The following information is derived from Barry Bolton's Online Catalogue of the Ants of the World.
- seguensis. Eurhopalothrix seguensis Taylor, 1990b: 421, figs. 34, 41-43, 55 (w.) BORNEO.
Unless otherwise noted the text for the remainder of this section is reported from the publication that includes the original description.
All Class A attributes present, with those of Class B, unless otherwise indicated. Dimensions (mm): HL 0.71; HW 0.79; CI 112; ML 0.19; MI 27; SL 0.41; SI 52; PW 0.48; WL 0.83. Eyes large, as in Eurhopalothrix platisquama. Occipital border almost straight, transverse (its outline at most minutely curved or sinuous). Posterior occipital angles obtusely rounded, forming angles of about 130°. Mesosomal profile not a continuous curve, its outline interrupted at the promesonotal/propodeal junction by a minute indentation; the mesometanotal suture not incised dorsally to break the surrounding sculpture. Petiolar node in dorsal view essentially square, its length and breadth sub equal (bias transverse).

What you should do - Reproduce the part of the Eurhopalothrix seguensis description starting at "The following information" and ending at "the original description.". The listing that follows is separate material with no connection to the description above.

Dataset entries -
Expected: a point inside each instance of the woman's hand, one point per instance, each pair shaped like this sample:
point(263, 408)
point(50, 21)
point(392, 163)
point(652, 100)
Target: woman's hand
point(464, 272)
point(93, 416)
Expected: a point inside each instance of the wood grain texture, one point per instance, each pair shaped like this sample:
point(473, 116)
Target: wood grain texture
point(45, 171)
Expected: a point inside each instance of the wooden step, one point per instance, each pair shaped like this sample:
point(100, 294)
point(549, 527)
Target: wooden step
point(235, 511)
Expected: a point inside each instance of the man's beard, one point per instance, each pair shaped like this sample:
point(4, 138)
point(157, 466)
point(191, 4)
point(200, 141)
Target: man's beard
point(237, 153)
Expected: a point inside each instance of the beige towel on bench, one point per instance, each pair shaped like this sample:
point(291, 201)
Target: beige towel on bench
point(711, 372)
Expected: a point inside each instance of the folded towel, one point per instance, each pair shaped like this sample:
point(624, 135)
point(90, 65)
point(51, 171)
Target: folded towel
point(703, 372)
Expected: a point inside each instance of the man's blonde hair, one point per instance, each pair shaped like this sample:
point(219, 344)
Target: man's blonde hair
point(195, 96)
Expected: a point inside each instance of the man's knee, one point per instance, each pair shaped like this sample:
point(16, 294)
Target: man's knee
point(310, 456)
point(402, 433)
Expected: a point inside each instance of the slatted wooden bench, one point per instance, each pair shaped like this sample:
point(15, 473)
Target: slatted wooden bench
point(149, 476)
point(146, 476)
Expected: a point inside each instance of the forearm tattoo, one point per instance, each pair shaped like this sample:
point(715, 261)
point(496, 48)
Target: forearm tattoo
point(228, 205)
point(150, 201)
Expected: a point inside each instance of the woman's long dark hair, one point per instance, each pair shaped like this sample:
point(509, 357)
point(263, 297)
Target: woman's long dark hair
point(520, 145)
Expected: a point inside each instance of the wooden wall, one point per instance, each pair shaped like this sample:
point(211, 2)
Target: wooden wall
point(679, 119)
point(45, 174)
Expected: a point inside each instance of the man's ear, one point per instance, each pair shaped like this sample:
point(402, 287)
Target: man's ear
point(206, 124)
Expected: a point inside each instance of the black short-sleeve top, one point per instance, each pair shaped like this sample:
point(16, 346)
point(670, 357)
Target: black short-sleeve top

Answer to the problem -
The following information is derived from Barry Bolton's Online Catalogue of the Ants of the World.
- seguensis. Eurhopalothrix seguensis Taylor, 1990b: 421, figs. 34, 41-43, 55 (w.) BORNEO.
Unless otherwise noted the text for the remainder of this section is reported from the publication that includes the original description.